# Your task
Write out the records that appear below, verbatim and complete, but without pictures.

Segmentation labeling entries:
↓
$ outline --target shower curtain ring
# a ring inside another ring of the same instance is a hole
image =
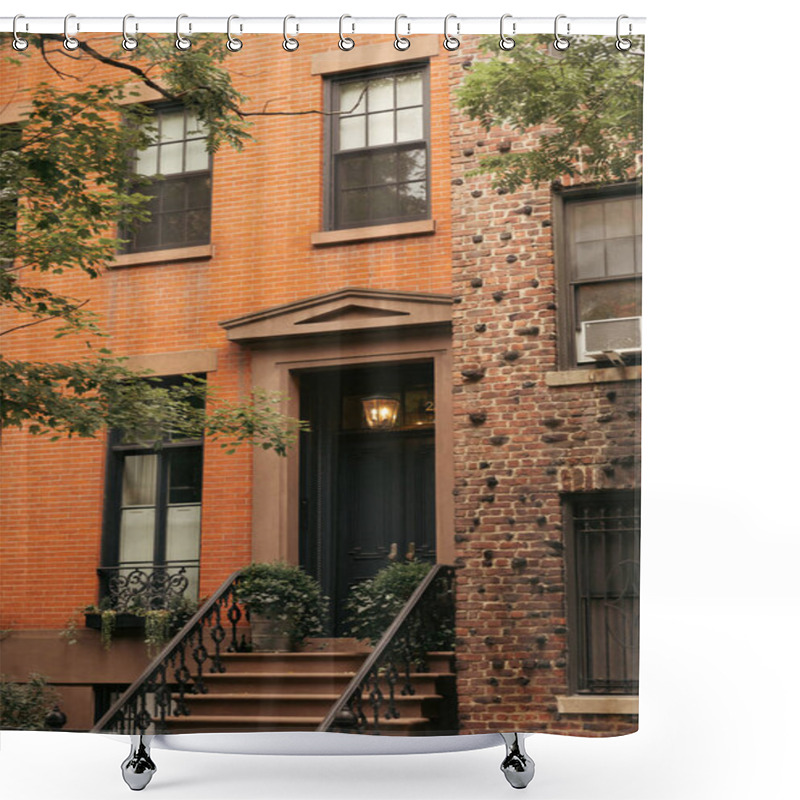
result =
[[[69,21],[71,19],[75,19],[74,14],[67,14],[64,17],[64,49],[65,50],[77,50],[80,47],[80,42],[74,37],[69,35]],[[80,26],[76,25],[75,30],[80,30]]]
[[[237,17],[236,14],[231,14],[228,17],[228,41],[226,42],[225,47],[227,47],[228,50],[231,51],[231,53],[238,53],[244,47],[244,42],[241,39],[237,39],[231,33],[231,22],[233,22],[233,20],[235,19],[239,19],[239,17]],[[242,26],[240,25],[239,30],[241,31],[241,29]]]
[[[395,50],[408,50],[411,47],[411,39],[406,39],[405,36],[401,36],[398,27],[400,25],[401,19],[408,19],[405,14],[398,14],[394,18],[394,48]],[[408,25],[408,23],[406,23]],[[408,32],[411,33],[411,26],[408,25]]]
[[[560,19],[566,19],[566,18],[567,18],[566,14],[559,14],[556,17],[554,25],[556,38],[553,40],[553,47],[555,47],[555,49],[558,50],[559,52],[564,52],[564,50],[566,50],[569,47],[569,40],[562,38],[558,33],[558,21]],[[569,22],[567,23],[567,33],[569,34]]]
[[[631,25],[628,16],[625,14],[620,14],[617,17],[617,50],[619,50],[621,53],[627,52],[633,46],[633,42],[630,39],[623,39],[619,35],[620,22],[622,22],[623,19],[628,20],[628,36],[630,36],[633,32],[633,25]]]
[[[511,16],[512,16],[511,14],[503,14],[503,16],[500,17],[500,49],[501,50],[513,50],[514,49],[514,45],[516,45],[516,42],[510,36],[506,36],[505,30],[504,30],[505,22],[506,22],[507,19],[511,19]],[[511,33],[516,33],[516,29],[517,29],[517,23],[516,22],[512,22],[511,23]]]
[[[349,14],[342,14],[342,16],[339,17],[339,49],[340,50],[352,50],[356,46],[356,43],[349,36],[345,36],[344,33],[342,33],[342,28],[344,27],[344,21],[346,19],[353,19],[353,18]],[[353,30],[355,30],[355,26],[353,25],[352,27],[353,27]]]
[[[135,36],[131,36],[128,33],[128,20],[129,19],[136,19],[133,14],[126,14],[122,18],[122,49],[128,50],[135,50],[139,46],[139,40]],[[138,23],[134,26],[135,30],[139,30]]]
[[[287,29],[287,24],[288,24],[290,19],[297,19],[297,17],[293,17],[291,14],[287,14],[283,18],[283,49],[287,53],[293,53],[295,50],[297,50],[298,47],[300,47],[300,42],[298,42],[297,39],[293,39],[287,33],[287,30],[286,30]],[[295,29],[295,32],[299,33],[300,26],[295,23],[294,29]]]
[[[11,46],[18,52],[21,53],[23,50],[28,49],[28,40],[22,39],[20,35],[17,33],[17,20],[25,19],[24,15],[17,14],[14,17],[14,21],[11,23],[11,34],[14,37],[13,41],[11,42]],[[28,23],[25,23],[25,30],[28,30]]]
[[[448,14],[444,18],[444,41],[442,42],[442,47],[444,47],[445,50],[450,50],[452,52],[453,50],[458,50],[458,48],[461,47],[461,42],[455,36],[451,36],[447,30],[448,23],[451,19],[458,20],[458,17],[455,14]],[[457,21],[456,33],[458,34],[460,31],[461,23]]]
[[[175,20],[175,47],[177,47],[178,50],[188,50],[192,46],[191,39],[187,39],[181,33],[181,20],[187,19],[188,17],[188,14],[178,14]],[[191,23],[189,23],[189,30],[192,30]]]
↑
# Result for this exercise
$ outline --target shower curtain ring
# a ring inside another ring of the same instance is a hole
image =
result =
[[[69,21],[71,19],[75,19],[74,14],[67,14],[64,17],[64,49],[65,50],[77,50],[80,47],[80,42],[74,37],[69,35]],[[80,26],[76,25],[75,30],[80,30]]]
[[[237,17],[236,14],[231,14],[228,17],[228,41],[226,42],[225,47],[227,47],[228,50],[231,51],[231,53],[238,53],[244,47],[244,42],[241,39],[237,39],[231,33],[231,22],[233,22],[233,20],[235,19],[239,19],[239,17]],[[242,26],[240,25],[239,30],[241,31],[241,29]]]
[[[395,50],[408,50],[411,47],[411,39],[406,39],[405,36],[401,36],[398,27],[400,25],[401,19],[408,19],[405,14],[398,14],[394,18],[394,48]],[[408,25],[408,23],[406,23]],[[408,32],[411,33],[411,26],[408,25]]]
[[[560,19],[566,19],[566,18],[567,18],[566,14],[559,14],[556,17],[554,25],[556,38],[553,40],[553,47],[555,47],[555,49],[558,50],[559,52],[564,52],[564,50],[566,50],[569,47],[569,40],[562,38],[558,33],[558,21]],[[569,22],[567,23],[567,33],[569,34]]]
[[[631,25],[628,16],[625,14],[620,14],[617,17],[617,50],[619,50],[621,53],[627,52],[633,46],[633,42],[630,39],[623,39],[619,35],[620,22],[622,22],[623,19],[628,20],[628,36],[630,36],[633,32],[633,25]]]
[[[511,16],[512,16],[511,14],[503,14],[503,16],[500,17],[500,49],[501,50],[513,50],[514,49],[514,45],[516,45],[516,42],[510,36],[506,36],[505,30],[504,30],[505,22],[506,22],[507,19],[511,19]],[[511,33],[516,33],[516,29],[517,29],[517,23],[516,22],[512,22],[511,23]]]
[[[349,14],[342,14],[342,16],[339,17],[339,49],[340,50],[352,50],[356,46],[356,43],[349,36],[345,36],[344,33],[342,33],[342,28],[344,27],[344,21],[346,19],[353,19],[353,18]],[[353,30],[355,30],[355,26],[353,25],[352,27],[353,27]]]
[[[135,36],[131,36],[128,33],[128,20],[129,19],[136,19],[133,14],[126,14],[122,18],[122,49],[128,50],[135,50],[139,46],[139,40]],[[138,23],[134,26],[135,30],[139,30]]]
[[[287,29],[287,24],[288,24],[290,19],[297,19],[297,17],[293,17],[291,14],[287,14],[283,18],[283,49],[287,53],[293,53],[295,50],[297,50],[298,47],[300,47],[300,42],[298,42],[297,39],[293,39],[287,33],[287,30],[286,30]],[[295,29],[295,32],[299,33],[300,26],[295,23],[294,29]]]
[[[11,46],[18,52],[21,53],[23,50],[28,49],[28,40],[22,39],[20,35],[17,33],[17,20],[25,19],[24,15],[17,14],[14,17],[14,21],[11,23],[11,34],[14,37],[13,41],[11,42]],[[28,23],[25,23],[25,30],[28,30]]]
[[[448,14],[444,18],[444,41],[442,42],[442,47],[444,47],[445,50],[450,50],[452,52],[453,50],[458,50],[458,48],[461,47],[461,42],[455,36],[451,36],[447,30],[448,23],[451,19],[458,20],[458,17],[455,14]],[[457,21],[456,33],[458,34],[460,31],[461,23]]]
[[[175,20],[175,47],[177,47],[178,50],[188,50],[192,46],[191,39],[187,39],[181,33],[181,20],[187,19],[188,17],[188,14],[178,14]],[[191,23],[189,23],[189,30],[192,30]]]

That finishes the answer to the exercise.